## SOURCE PASSAGE
______________________________

One reference that is a good explication of the then newly emerging concept of the “right to treatment” by Kathryn Glass of the University of Michigan Dept. of Social Work is the following: An Examination of “Right to Treatment” Standards: Mental Health Policy within the Context of the State Hospital System by Kathryn Glass
The Wyatt standards were designed to meet what the district court called the three “fundamental conditions for adequate and effective treatment”: “(1) a humane psychological and physical environment, (2) qualified staff in numbers sufficient to administer adequate treatment and (3) individualized treatment plans.” See Wyatt v. Stickney, 334 F. Supp. 1341, 1343 (M.D. Ala. 1971)
This case began on October 23, 1970, when patients at Bryce Hospital, a state-run institution for the mentally ill in Tuscaloosa, Alabama, filed suit in the United States District Court for the Middle District of Alabama against the commissioner and deputy commissioner of the Alabama Department of Mental Health and Mental Retardation (“DMH/MR”), the members of the Alabama Mental Health Board, the governor of Alabama, and Alabama’s probate judges.1 These patients alleged that the conditions at Bryce Hospital were such that they had been deprived of their rights under the United States Constitution.2
On March 12, 1971, following a hearing on the plaintiffs’ application for preliminary injunctive relief, the district court found that patients at Bryce Hospital were being denied their “constitutional right to receive such individual treatment as will give each of them a realistic opportunity to be cured or to improve his or her mental condition.”3 Wyatt v. Stickney, 325 F. Supp. 781, 784 (M.D. Ala. 1971). The court ordered the defendants to devise and to submit to the court for approval, a plan to bring the hospital into compliance with constitutional standards of care.

______________________________

## RECORDED INFORMATION
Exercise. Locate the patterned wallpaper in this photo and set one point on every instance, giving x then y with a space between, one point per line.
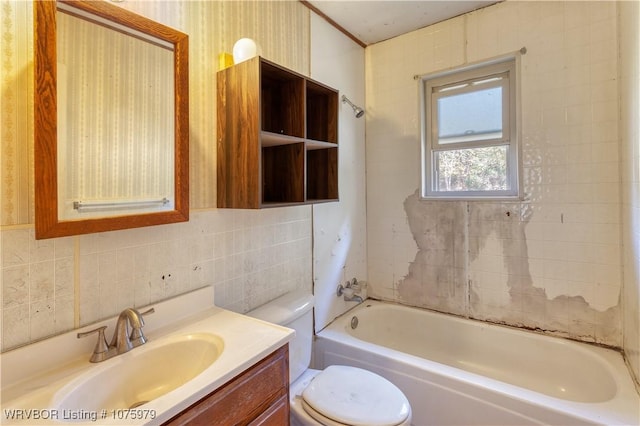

______________________________

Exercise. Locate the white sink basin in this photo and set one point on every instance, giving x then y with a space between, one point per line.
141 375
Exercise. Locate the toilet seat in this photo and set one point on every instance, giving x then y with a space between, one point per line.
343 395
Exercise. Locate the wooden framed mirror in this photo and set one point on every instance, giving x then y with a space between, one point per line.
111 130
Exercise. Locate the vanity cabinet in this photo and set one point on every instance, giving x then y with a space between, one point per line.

______________________________

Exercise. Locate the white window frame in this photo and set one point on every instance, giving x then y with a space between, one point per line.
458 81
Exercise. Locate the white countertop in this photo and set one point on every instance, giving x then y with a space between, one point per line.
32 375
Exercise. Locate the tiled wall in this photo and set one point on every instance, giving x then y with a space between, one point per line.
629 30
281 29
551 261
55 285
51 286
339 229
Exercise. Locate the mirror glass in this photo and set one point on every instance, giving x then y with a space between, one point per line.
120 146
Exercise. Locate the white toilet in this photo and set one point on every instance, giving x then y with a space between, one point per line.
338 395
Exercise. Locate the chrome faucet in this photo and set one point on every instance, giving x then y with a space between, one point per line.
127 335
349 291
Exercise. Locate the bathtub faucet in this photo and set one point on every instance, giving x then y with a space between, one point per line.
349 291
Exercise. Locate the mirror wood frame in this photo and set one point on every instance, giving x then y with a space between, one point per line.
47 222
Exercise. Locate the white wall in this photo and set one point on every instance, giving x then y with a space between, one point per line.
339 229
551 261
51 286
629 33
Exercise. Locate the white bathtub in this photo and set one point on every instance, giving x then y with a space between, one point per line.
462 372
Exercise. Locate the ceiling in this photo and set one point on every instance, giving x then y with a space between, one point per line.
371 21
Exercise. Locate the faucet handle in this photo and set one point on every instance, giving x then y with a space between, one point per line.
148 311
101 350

______________________________

## WORK INSTRUCTIONS
Please reproduce the passage about the Wyatt v. Stickney right-to-treatment case word for word, in full.

## EXPECTED OUTPUT
One reference that is a good explication of the then newly emerging concept of the “right to treatment” by Kathryn Glass of the University of Michigan Dept. of Social Work is the following: An Examination of “Right to Treatment” Standards: Mental Health Policy within the Context of the State Hospital System by Kathryn Glass
The Wyatt standards were designed to meet what the district court called the three “fundamental conditions for adequate and effective treatment”: “(1) a humane psychological and physical environment, (2) qualified staff in numbers sufficient to administer adequate treatment and (3) individualized treatment plans.” See Wyatt v. Stickney, 334 F. Supp. 1341, 1343 (M.D. Ala. 1971)
This case began on October 23, 1970, when patients at Bryce Hospital, a state-run institution for the mentally ill in Tuscaloosa, Alabama, filed suit in the United States District Court for the Middle District of Alabama against the commissioner and deputy commissioner of the Alabama Department of Mental Health and Mental Retardation (“DMH/MR”), the members of the Alabama Mental Health Board, the governor of Alabama, and Alabama’s probate judges.1 These patients alleged that the conditions at Bryce Hospital were such that they had been deprived of their rights under the United States Constitution.2
On March 12, 1971, following a hearing on the plaintiffs’ application for preliminary injunctive relief, the district court found that patients at Bryce Hospital were being denied their “constitutional right to receive such individual treatment as will give each of them a realistic opportunity to be cured or to improve his or her mental condition.”3 Wyatt v. Stickney, 325 F. Supp. 781, 784 (M.D. Ala. 1971). The court ordered the defendants to devise and to submit to the court for approval, a plan to bring the hospital into compliance with constitutional standards of care.